● Passage provided:
Well, it's beginning to look a lot like Christmas around here. :o)
For the first time in several years, I'm really decorating. Even the dogs are getting in on the act (we call them our "Jingle Dogs" with their fancy red and white jingle-bell collars).
The last three Decembers ('02, '03, '04) held major work deadlines for me, so I did only the bare minimum of Christmas traditions: a tree (put up Christmas Eve); an Advent calendar (barely used); a few candles; stockings on the fireplace mantel; presents Christmas morning, a few family gatherings, and that's about it.
But this year...ah, this year, we're doing Christmas the way we did for years and years: decorations, homemade goodies (cookies, fudge, peanute brittle, muddy buddies, hash), Christmas music, Christmas movies (my favorite: A Muppet Christmas Carol), Advent readings, worship services, and of course, the rest (tree, shopping, gifts, family time, etc.).
For the first time in years, it's fun. Truly fun -- not pressured. Wow. What a change.
I worked hard to create memories when the kids (the human kind) were small. I wanted Christmases to be perfect. I pressured myself to create a Normal Rockwell Christmas every year. But I always failed. Always--I couldn't get it right (perfect), no matter how hard I tried. And I always walked away from Christmas disappointed.
By the time my youngest son hit his mid-teens a few years ago, I was worn out. I'd burnt out on Christmas and its harriedness. Besides, Christmas (and all its traditions) didn't seem to matter so much anymore, especially since the kids were grown.
I was wrong.
My young adult children (18, 19, 21) seem to need Christmas traditions now more than ever, especially now that two of them live away from home. They ask for all those things I did when they were small; they look forward to them. And not because the things I did were perfect (far from it), but because those things made my kids feel loved and secure.
Well, duh.
What do you know! I finally get it.
It's only taken me nearly two decades to realize that Christmas isn't (and never was) about Norman Rockwell images of perfection (why do we do this to ourselves!).
Regardles of season of life, I'm learning that Christmas is a time of celebration: we celebrate God's gift to us in Jesus; we celebrate being part of a family (no matter what size or h0w scattered); we celebrate living in a land where we are free to observe Christ's birth; we celebrate countless graces (roofs over our heads, food on our tables, clean water to drink, sanitary living conditions, well-stocked stores, relative peace and safety, the beauty of nature, you name it...); we celebrate the gift of love and the Lord of Love Himself.

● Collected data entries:
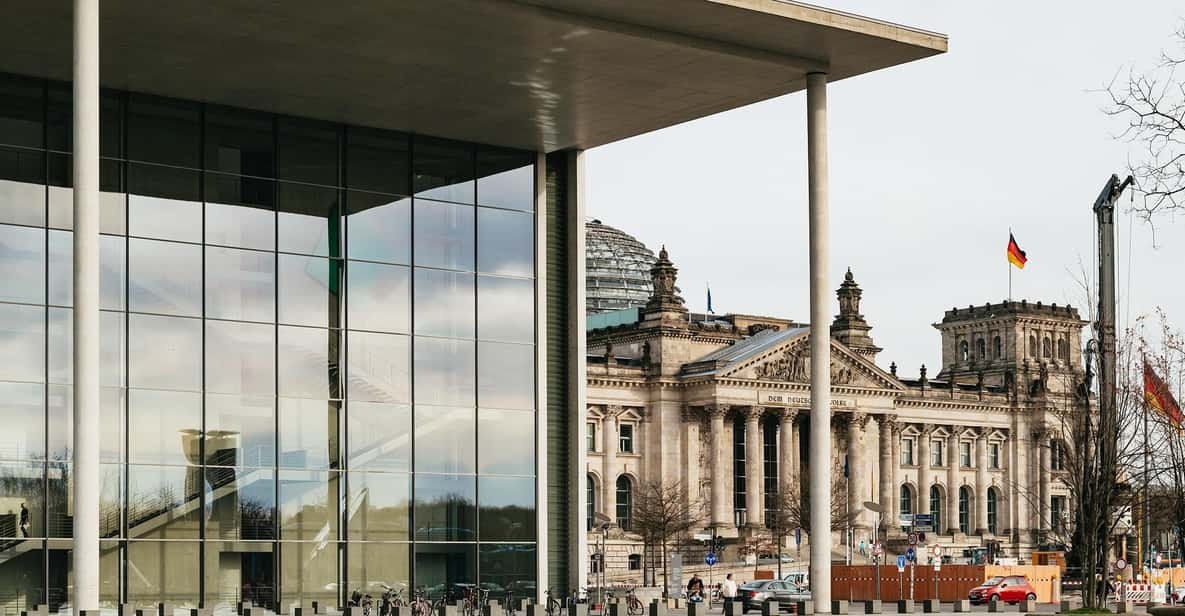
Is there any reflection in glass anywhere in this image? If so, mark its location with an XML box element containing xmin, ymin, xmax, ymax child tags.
<box><xmin>127</xmin><ymin>464</ymin><xmax>201</xmax><ymax>539</ymax></box>
<box><xmin>128</xmin><ymin>390</ymin><xmax>201</xmax><ymax>464</ymax></box>
<box><xmin>206</xmin><ymin>248</ymin><xmax>276</xmax><ymax>322</ymax></box>
<box><xmin>0</xmin><ymin>303</ymin><xmax>45</xmax><ymax>381</ymax></box>
<box><xmin>127</xmin><ymin>541</ymin><xmax>201</xmax><ymax>610</ymax></box>
<box><xmin>347</xmin><ymin>471</ymin><xmax>411</xmax><ymax>541</ymax></box>
<box><xmin>206</xmin><ymin>393</ymin><xmax>276</xmax><ymax>467</ymax></box>
<box><xmin>478</xmin><ymin>477</ymin><xmax>536</xmax><ymax>541</ymax></box>
<box><xmin>128</xmin><ymin>239</ymin><xmax>201</xmax><ymax>316</ymax></box>
<box><xmin>278</xmin><ymin>326</ymin><xmax>341</xmax><ymax>400</ymax></box>
<box><xmin>415</xmin><ymin>199</ymin><xmax>475</xmax><ymax>271</ymax></box>
<box><xmin>478</xmin><ymin>276</ymin><xmax>534</xmax><ymax>344</ymax></box>
<box><xmin>415</xmin><ymin>338</ymin><xmax>475</xmax><ymax>406</ymax></box>
<box><xmin>128</xmin><ymin>314</ymin><xmax>201</xmax><ymax>391</ymax></box>
<box><xmin>414</xmin><ymin>268</ymin><xmax>474</xmax><ymax>338</ymax></box>
<box><xmin>346</xmin><ymin>261</ymin><xmax>411</xmax><ymax>333</ymax></box>
<box><xmin>478</xmin><ymin>409</ymin><xmax>536</xmax><ymax>475</ymax></box>
<box><xmin>205</xmin><ymin>321</ymin><xmax>276</xmax><ymax>396</ymax></box>
<box><xmin>346</xmin><ymin>191</ymin><xmax>411</xmax><ymax>264</ymax></box>
<box><xmin>415</xmin><ymin>473</ymin><xmax>478</xmax><ymax>541</ymax></box>
<box><xmin>416</xmin><ymin>404</ymin><xmax>473</xmax><ymax>474</ymax></box>
<box><xmin>346</xmin><ymin>332</ymin><xmax>411</xmax><ymax>403</ymax></box>
<box><xmin>348</xmin><ymin>399</ymin><xmax>411</xmax><ymax>471</ymax></box>
<box><xmin>478</xmin><ymin>207</ymin><xmax>534</xmax><ymax>276</ymax></box>
<box><xmin>478</xmin><ymin>342</ymin><xmax>534</xmax><ymax>409</ymax></box>
<box><xmin>278</xmin><ymin>255</ymin><xmax>344</xmax><ymax>327</ymax></box>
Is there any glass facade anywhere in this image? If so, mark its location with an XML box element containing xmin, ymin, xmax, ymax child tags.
<box><xmin>0</xmin><ymin>75</ymin><xmax>538</xmax><ymax>612</ymax></box>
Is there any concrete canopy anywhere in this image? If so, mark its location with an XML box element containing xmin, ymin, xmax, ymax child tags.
<box><xmin>0</xmin><ymin>0</ymin><xmax>947</xmax><ymax>152</ymax></box>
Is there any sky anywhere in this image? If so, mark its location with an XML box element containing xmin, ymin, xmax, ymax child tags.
<box><xmin>585</xmin><ymin>0</ymin><xmax>1185</xmax><ymax>377</ymax></box>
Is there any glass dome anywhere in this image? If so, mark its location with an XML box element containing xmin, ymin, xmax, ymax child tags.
<box><xmin>584</xmin><ymin>220</ymin><xmax>656</xmax><ymax>314</ymax></box>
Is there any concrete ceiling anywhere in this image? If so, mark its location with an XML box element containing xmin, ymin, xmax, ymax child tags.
<box><xmin>0</xmin><ymin>0</ymin><xmax>947</xmax><ymax>152</ymax></box>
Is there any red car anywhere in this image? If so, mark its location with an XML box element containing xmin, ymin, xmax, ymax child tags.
<box><xmin>967</xmin><ymin>576</ymin><xmax>1037</xmax><ymax>604</ymax></box>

● Directives:
• A. According to the Christmas post, what is the writer's favorite Christmas movie?
• B. Rewrite the part of the records that opens with the line containing "Is there any sky" and continues through the end of the records, changing "red car" to "blue car" and leaving everything else as it is.
These records are unrelated to the Christmas post.

● Answer set:
• A. A Muppet Christmas Carol

• B.
Is there any sky anywhere in this image? If so, mark its location with an XML box element containing xmin, ymin, xmax, ymax child tags.
<box><xmin>585</xmin><ymin>0</ymin><xmax>1185</xmax><ymax>377</ymax></box>
Is there any glass dome anywhere in this image? If so, mark its location with an XML box element containing xmin, ymin, xmax, ymax child tags.
<box><xmin>584</xmin><ymin>220</ymin><xmax>656</xmax><ymax>314</ymax></box>
Is there any concrete ceiling anywhere in this image? If so, mark its location with an XML box element containing xmin, ymin, xmax, ymax child tags.
<box><xmin>0</xmin><ymin>0</ymin><xmax>947</xmax><ymax>152</ymax></box>
Is there any blue car anywhere in this image? If so, mark its location with an XML box element containing xmin, ymin, xmax, ymax child tags.
<box><xmin>967</xmin><ymin>576</ymin><xmax>1037</xmax><ymax>604</ymax></box>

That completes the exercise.